• [Work to be completed] List each line of the data below that contains the string "surfboard".

(begin)

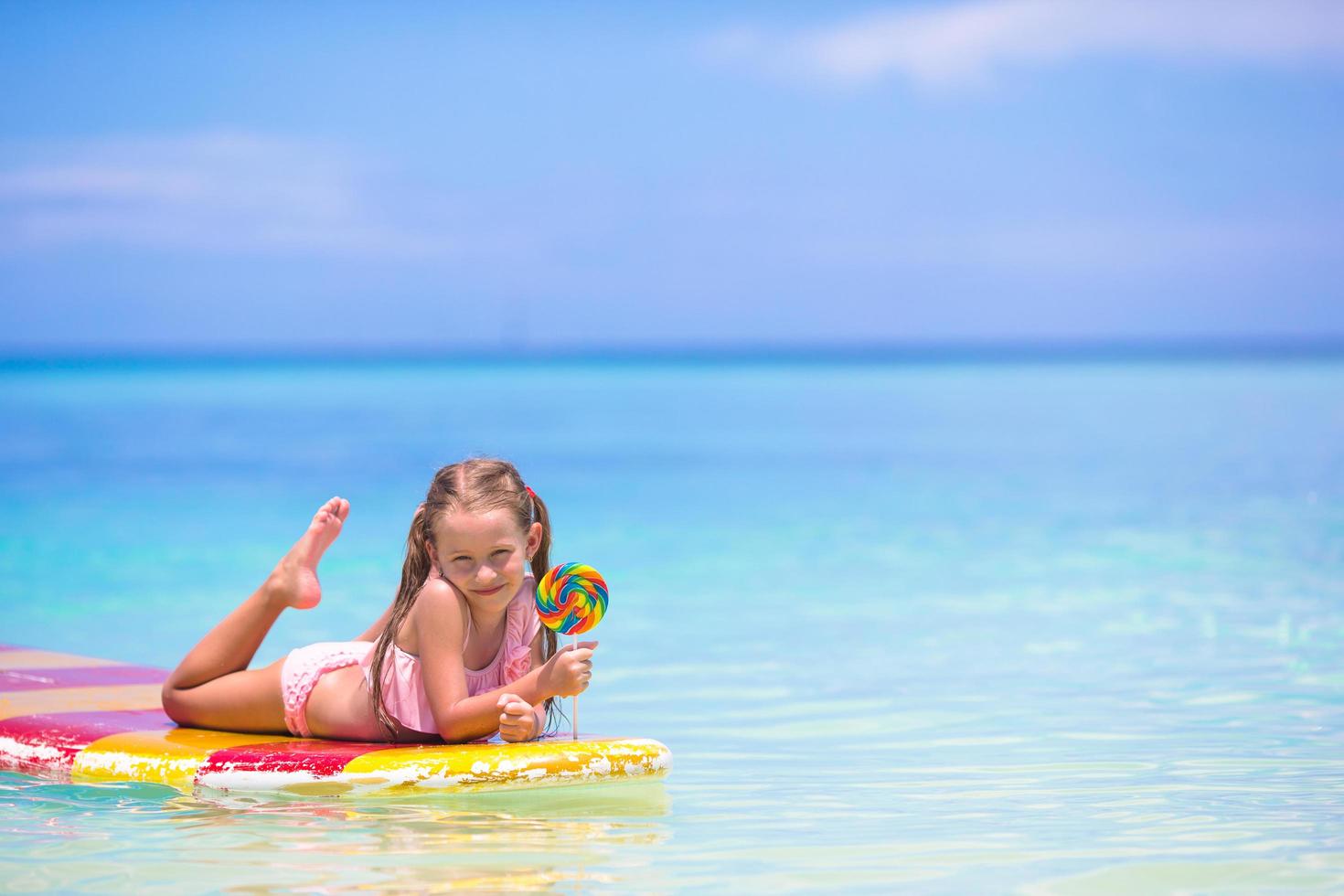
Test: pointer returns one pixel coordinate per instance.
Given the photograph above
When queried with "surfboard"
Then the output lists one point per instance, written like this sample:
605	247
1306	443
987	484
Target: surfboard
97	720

(end)
(begin)

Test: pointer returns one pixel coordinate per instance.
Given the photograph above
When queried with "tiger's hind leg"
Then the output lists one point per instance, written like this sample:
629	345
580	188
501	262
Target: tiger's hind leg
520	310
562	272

(end)

• [Answer]
When queried with "surfboard"
Target: surfboard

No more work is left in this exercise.